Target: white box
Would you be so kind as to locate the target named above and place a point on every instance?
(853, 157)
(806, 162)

-------------------------

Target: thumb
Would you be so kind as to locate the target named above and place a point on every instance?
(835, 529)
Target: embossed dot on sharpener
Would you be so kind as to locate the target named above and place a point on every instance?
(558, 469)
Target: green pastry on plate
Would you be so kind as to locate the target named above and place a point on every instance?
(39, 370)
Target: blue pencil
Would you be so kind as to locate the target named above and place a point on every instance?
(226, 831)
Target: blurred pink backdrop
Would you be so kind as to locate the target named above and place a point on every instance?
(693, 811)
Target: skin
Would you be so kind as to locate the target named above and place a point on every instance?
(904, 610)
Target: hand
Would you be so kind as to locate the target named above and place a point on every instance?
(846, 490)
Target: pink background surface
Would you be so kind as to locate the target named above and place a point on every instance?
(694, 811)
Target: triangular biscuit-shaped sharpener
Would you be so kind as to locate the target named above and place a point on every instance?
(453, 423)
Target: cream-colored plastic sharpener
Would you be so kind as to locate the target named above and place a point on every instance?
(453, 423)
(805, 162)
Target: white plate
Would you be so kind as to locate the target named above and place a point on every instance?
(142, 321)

-------------------------

Identify each line in the records that contains the string "plate", matching case exactly, and copy every such line in full.

## WRITTEN RESPONSE
Target: green pastry on plate
Target: white plate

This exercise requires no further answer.